Условие задания
Воспроизведите дословно отрывок из текста о шоссе «Миллион долларов»: всё начиная со слов «Работа у меня» и вплоть до слов «Что такое ад?».

Архив: 'Сквозная нумерация'

НАЧАЛО КНИГИ – ЗДЕСЬ. НАЧАЛО ЭТОЙ ИСТОРИИ – ЗДЕСЬ.

Маленькая остановка в больших Скалистых горах

 Периферийное зрение. Часть третья: Сквозная нумерация

Шоссе «Миллион долларов»

Точно не знаю, много ли золотого песка закатали по недосмотру в дорожное покрытие или просто такова была общая смета строительства, но отразилось это все в любом случае лишь на названии шоссе – «Миллион долларов», One Million Dollar Highway. В остальном же, мягко говоря, ничего особенного. Ну да, виды: Скалистые горы кругом, снег на солнце блестит, и в снегу торчат среди елей заброшенные рудники, настоящие, времен золотой лихорадки. Красиво! Вот только отвлекаться на красоту не желательно. Дорога мало того что петляет, как санный желоб, так еще и отбойников нет, и покрытие хуже некуда, одни ямы и выбоины.

Отрезок между городками Урэй и Сильвертон (только эти 22 мили и называются «Миллионом долларов») я едва одолел за полтора часа, хотя если и съезжал в карманы, то никак не полюбоваться видами, а всего лишь пропустить хвост и тотчас же снова выкатиться на дорогу. Мозги, правда, это движение прочистило основательно. Кто я? Где я? Просто безвестный русский командировочный в такой же безвестной американской глуши. Зачем? Конечный пункт назначения в памяти, к удивлению, сохранился твердо: Wyman Hotel & Inn, Сильвертон, штат Колорадо.

Работа у меня престранная. По-русски ей толком даже названия нет. Скажем так: отельная критика (к ресторанной критике мы уже потихоньку привыкли, привыкнем и к этому жанру). Повод был налицо: живописное шоссе в Скалистых горах, с интересной легендой, с интересным, если верить путеводителям, городком в долине и любопытной исторической гостиницей в нем. Оставалось проверить и оценить.

Повторяю, «Миллион долларов» здорово прочистил мозги, и к моменту своего появления в Сильвертоне (Серебрянке?) я меньше всего думал о проверке-оценке. Я был гулок и невесом. Просто костюм без тела. Пещера без отшельника. Доспехи без рыцаря. И, полагаю, виной всему, что произошло потом, оказались эти вот гулкость и невесомость.

Что такое ад?

Исходные записи
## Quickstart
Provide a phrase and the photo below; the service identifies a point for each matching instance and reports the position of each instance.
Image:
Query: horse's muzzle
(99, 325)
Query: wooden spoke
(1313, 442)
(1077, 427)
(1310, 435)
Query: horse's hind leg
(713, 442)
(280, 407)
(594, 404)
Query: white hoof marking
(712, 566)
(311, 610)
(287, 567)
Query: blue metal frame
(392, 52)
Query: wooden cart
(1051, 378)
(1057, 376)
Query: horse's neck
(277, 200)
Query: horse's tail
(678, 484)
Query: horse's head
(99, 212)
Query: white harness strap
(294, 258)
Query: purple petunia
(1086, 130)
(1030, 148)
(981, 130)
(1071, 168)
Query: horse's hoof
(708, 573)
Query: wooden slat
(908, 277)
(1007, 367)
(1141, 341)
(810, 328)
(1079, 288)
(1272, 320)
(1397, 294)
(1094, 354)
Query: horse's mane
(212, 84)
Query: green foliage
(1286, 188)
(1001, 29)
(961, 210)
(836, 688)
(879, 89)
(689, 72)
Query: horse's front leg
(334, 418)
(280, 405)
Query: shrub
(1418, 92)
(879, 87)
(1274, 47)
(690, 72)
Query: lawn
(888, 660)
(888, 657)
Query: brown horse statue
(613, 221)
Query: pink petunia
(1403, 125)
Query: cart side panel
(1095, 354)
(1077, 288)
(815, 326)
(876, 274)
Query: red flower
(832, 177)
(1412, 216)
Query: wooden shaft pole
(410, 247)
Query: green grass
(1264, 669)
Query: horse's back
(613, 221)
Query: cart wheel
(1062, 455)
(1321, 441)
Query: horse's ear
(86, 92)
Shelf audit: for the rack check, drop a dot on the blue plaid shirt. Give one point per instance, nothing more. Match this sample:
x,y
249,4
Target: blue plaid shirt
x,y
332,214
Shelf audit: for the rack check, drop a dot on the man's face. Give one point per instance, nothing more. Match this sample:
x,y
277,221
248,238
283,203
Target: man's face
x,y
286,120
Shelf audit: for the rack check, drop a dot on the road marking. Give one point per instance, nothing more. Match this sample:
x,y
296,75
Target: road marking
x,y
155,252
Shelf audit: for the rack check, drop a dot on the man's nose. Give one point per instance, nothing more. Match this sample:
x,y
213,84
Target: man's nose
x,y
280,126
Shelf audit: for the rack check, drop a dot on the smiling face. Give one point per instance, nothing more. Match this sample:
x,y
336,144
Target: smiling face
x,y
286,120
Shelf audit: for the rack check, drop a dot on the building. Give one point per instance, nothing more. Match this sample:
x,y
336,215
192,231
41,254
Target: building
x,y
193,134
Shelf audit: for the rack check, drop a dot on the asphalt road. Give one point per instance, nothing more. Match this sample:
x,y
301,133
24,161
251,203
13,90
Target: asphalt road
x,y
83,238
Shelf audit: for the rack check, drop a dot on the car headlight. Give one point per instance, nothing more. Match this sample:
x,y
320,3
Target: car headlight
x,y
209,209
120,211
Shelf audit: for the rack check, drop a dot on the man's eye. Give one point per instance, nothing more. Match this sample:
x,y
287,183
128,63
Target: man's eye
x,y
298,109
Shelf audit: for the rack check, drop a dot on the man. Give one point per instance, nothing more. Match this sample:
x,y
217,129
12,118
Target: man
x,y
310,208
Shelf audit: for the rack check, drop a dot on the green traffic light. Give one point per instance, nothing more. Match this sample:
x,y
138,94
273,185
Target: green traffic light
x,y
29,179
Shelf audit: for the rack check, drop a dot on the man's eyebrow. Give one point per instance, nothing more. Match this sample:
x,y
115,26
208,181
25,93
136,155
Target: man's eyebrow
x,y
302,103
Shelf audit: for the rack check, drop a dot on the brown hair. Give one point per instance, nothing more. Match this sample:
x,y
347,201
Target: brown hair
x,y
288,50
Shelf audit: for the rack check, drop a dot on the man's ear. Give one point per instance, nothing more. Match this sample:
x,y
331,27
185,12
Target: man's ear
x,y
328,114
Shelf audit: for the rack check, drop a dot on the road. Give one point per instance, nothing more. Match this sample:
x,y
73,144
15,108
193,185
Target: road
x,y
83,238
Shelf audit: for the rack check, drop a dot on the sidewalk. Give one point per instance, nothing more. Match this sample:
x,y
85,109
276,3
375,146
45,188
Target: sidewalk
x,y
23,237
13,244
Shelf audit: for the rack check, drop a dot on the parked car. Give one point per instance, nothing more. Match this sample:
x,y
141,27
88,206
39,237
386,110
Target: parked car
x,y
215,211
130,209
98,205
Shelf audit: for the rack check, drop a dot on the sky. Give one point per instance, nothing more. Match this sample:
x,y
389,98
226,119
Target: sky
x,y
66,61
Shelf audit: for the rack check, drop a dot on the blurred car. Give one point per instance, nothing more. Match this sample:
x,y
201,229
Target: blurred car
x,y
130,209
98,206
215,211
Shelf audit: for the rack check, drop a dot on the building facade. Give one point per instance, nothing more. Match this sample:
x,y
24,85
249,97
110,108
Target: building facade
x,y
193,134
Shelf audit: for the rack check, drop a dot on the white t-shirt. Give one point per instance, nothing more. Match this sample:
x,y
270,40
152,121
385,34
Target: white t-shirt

Результат задания
Работа у меня престранная. По-русски ей толком даже названия нет. Скажем так: отельная критика (к ресторанной критике мы уже потихоньку привыкли, привыкнем и к этому жанру). Повод был налицо: живописное шоссе в Скалистых горах, с интересной легендой, с интересным, если верить путеводителям, городком в долине и любопытной исторической гостиницей в нем. Оставалось проверить и оценить.

Повторяю, «Миллион долларов» здорово прочистил мозги, и к моменту своего появления в Сильвертоне (Серебрянке?) я меньше всего думал о проверке-оценке. Я был гулок и невесом. Просто костюм без тела. Пещера без отшельника. Доспехи без рыцаря. И, полагаю, виной всему, что произошло потом, оказались эти вот гулкость и невесомость.

Что такое ад?